Do this:
Rewrite the listing from the line containing "in blue surgical" through the end, replacing "plastic bag" with "paper bag" and leaving everything else unchanged.

Exercise input:
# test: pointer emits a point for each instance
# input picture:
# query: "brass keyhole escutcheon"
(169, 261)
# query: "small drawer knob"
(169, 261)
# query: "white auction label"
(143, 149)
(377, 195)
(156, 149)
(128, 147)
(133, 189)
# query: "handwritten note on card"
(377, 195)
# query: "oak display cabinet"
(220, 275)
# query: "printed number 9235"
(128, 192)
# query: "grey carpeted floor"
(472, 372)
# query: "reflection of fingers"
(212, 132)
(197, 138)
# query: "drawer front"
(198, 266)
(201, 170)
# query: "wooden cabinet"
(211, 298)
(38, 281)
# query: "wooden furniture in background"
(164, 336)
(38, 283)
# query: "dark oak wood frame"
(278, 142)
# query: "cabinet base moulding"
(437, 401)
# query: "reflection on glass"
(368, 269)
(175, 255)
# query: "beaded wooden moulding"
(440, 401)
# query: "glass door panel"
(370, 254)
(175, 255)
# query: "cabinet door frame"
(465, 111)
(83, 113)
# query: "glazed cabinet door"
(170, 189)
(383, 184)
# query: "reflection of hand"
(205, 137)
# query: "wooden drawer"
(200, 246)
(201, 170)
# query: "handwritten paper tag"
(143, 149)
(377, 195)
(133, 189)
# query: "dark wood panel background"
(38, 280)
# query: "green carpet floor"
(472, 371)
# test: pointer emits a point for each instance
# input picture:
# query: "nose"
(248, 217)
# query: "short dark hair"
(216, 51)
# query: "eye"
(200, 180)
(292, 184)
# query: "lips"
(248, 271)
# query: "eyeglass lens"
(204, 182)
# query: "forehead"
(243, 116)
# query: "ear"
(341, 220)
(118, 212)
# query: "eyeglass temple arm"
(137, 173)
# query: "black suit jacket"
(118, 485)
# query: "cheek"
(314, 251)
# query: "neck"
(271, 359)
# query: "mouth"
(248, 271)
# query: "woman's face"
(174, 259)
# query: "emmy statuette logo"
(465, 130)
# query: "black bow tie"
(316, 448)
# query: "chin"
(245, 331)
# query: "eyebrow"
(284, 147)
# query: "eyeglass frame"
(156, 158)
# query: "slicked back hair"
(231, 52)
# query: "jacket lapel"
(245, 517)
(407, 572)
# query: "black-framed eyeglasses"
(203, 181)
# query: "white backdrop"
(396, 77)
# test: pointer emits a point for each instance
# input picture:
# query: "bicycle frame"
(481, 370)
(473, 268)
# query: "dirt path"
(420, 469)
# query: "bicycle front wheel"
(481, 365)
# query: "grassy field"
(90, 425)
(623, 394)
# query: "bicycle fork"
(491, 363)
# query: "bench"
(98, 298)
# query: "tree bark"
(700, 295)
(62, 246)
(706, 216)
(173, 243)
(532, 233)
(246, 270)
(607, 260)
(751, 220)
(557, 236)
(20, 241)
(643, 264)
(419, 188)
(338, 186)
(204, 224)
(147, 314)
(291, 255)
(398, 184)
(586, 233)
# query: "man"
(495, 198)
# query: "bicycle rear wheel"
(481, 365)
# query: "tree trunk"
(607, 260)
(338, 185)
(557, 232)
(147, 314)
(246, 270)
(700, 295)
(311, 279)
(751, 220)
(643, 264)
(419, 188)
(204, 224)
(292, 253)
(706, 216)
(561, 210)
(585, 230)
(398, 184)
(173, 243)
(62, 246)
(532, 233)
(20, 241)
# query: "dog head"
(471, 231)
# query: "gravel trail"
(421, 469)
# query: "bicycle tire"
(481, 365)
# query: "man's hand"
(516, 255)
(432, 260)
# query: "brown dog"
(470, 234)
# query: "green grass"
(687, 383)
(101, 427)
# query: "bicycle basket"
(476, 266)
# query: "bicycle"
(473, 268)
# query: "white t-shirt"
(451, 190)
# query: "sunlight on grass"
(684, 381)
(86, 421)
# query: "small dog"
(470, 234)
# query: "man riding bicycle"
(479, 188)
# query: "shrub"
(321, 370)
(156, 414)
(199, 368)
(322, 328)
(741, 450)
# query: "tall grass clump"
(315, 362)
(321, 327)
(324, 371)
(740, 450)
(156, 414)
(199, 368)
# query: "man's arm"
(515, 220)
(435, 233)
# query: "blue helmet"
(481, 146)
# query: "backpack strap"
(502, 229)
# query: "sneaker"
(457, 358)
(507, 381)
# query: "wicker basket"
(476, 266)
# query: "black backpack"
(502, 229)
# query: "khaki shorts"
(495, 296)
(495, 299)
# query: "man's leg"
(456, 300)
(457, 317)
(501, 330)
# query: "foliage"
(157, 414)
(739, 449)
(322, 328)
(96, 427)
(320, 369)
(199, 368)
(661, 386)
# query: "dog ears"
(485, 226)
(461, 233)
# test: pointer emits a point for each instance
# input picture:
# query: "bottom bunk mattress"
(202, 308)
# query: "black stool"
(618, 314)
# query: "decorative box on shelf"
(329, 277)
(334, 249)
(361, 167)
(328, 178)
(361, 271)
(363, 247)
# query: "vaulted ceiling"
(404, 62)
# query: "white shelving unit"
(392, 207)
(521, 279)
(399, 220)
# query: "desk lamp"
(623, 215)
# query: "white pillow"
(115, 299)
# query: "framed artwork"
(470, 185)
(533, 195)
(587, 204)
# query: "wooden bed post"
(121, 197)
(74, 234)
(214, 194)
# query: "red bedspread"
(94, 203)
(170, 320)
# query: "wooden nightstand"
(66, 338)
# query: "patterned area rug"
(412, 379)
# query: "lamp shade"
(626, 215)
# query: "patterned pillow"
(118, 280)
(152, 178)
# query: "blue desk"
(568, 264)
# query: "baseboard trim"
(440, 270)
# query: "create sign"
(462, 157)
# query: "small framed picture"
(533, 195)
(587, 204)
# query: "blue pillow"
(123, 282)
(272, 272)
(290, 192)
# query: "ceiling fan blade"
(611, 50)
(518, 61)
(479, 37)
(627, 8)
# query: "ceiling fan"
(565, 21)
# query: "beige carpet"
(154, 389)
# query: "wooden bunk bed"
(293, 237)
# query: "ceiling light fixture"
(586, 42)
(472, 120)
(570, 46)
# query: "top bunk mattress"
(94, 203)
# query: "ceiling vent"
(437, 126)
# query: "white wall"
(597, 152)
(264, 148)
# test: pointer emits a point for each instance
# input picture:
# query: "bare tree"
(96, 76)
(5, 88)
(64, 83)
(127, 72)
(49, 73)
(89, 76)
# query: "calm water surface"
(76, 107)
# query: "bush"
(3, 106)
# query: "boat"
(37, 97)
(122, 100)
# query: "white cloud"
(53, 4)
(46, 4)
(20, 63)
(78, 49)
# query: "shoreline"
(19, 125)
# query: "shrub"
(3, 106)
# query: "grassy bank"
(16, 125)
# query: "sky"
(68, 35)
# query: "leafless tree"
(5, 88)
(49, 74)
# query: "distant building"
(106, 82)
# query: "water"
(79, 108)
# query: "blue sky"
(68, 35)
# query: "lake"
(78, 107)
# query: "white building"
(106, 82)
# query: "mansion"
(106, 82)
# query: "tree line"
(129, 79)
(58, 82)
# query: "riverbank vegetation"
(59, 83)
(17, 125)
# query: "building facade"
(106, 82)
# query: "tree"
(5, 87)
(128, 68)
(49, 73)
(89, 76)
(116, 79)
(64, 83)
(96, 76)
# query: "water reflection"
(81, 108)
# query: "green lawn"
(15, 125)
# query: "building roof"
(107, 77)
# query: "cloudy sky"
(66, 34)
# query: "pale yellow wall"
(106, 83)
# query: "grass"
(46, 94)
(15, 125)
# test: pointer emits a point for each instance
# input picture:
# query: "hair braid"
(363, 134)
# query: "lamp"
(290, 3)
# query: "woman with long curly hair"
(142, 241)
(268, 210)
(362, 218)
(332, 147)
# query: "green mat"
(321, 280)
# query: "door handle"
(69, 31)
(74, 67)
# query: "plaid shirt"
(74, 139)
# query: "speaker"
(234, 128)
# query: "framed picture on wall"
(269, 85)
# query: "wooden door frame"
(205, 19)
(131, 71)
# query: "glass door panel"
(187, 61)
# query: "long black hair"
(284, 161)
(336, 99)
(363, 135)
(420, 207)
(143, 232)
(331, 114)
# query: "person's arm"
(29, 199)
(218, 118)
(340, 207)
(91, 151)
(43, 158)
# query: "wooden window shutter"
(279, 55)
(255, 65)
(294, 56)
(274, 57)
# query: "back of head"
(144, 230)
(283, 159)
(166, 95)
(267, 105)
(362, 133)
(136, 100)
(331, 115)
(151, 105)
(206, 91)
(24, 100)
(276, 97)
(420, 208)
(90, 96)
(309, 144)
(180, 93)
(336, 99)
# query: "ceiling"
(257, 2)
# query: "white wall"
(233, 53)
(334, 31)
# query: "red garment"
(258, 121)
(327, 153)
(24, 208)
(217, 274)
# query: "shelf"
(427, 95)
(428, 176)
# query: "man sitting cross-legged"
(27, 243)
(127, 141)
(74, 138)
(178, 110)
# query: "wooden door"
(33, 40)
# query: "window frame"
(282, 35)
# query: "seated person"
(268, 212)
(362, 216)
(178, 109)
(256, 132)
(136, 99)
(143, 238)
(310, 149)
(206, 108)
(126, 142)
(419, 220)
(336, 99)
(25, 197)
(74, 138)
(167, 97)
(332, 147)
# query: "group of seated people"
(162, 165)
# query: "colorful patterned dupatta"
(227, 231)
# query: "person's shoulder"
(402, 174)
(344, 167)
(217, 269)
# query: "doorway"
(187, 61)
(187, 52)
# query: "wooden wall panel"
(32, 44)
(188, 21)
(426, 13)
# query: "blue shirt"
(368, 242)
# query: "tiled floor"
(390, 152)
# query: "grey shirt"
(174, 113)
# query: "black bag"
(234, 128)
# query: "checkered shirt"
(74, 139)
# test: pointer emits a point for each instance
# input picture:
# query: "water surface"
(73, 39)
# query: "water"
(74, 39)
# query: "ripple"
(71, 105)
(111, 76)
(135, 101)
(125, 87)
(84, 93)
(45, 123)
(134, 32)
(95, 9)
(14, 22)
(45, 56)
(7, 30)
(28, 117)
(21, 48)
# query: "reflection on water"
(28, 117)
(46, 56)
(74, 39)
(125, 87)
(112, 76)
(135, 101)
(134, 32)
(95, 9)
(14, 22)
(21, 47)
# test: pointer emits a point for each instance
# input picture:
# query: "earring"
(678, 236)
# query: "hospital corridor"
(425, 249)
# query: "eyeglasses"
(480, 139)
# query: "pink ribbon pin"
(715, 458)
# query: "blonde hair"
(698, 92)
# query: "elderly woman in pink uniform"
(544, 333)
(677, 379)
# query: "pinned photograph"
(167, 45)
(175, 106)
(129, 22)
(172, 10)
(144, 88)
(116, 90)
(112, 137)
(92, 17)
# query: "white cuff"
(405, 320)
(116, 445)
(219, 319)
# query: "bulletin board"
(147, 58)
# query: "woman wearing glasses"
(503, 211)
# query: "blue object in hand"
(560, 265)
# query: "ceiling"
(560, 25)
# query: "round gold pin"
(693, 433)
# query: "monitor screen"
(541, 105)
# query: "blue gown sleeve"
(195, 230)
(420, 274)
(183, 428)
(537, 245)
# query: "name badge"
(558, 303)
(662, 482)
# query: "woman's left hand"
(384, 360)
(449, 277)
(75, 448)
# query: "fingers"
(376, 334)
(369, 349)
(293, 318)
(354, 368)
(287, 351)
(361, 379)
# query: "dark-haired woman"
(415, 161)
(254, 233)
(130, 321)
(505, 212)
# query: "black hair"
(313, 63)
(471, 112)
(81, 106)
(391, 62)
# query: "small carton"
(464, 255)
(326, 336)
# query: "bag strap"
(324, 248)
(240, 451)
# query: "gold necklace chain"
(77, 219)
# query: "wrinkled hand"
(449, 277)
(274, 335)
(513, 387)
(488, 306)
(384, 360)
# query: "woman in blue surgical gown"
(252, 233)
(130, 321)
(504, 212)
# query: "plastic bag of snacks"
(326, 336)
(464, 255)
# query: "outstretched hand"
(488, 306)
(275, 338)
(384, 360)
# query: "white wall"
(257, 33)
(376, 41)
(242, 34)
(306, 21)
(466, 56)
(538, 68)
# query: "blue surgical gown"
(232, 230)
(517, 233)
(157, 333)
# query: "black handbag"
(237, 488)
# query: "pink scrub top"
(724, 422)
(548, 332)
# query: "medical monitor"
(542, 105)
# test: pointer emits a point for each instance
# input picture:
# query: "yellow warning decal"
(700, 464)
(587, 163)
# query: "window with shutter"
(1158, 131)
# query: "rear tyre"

Answer for the task:
# query: "woman in blue surgical gown"
(252, 233)
(130, 321)
(504, 212)
# query: "paper bag of snacks"
(326, 336)
(464, 255)
# query: "outstretched hand"
(488, 306)
(275, 338)
(384, 360)
# query: "white wall"
(257, 33)
(376, 41)
(242, 34)
(306, 21)
(466, 56)
(538, 68)
# query: "blue surgical gown"
(232, 230)
(517, 233)
(157, 333)
# query: "black handbag"
(237, 488)
# query: "pink scrub top"
(724, 422)
(548, 332)
# query: "medical monitor"
(542, 105)
# test: pointer emits a point for each instance
# input picture:
# query: "yellow warning decal"
(700, 464)
(587, 163)
# query: "window with shutter"
(1158, 131)
# query: "rear tyre"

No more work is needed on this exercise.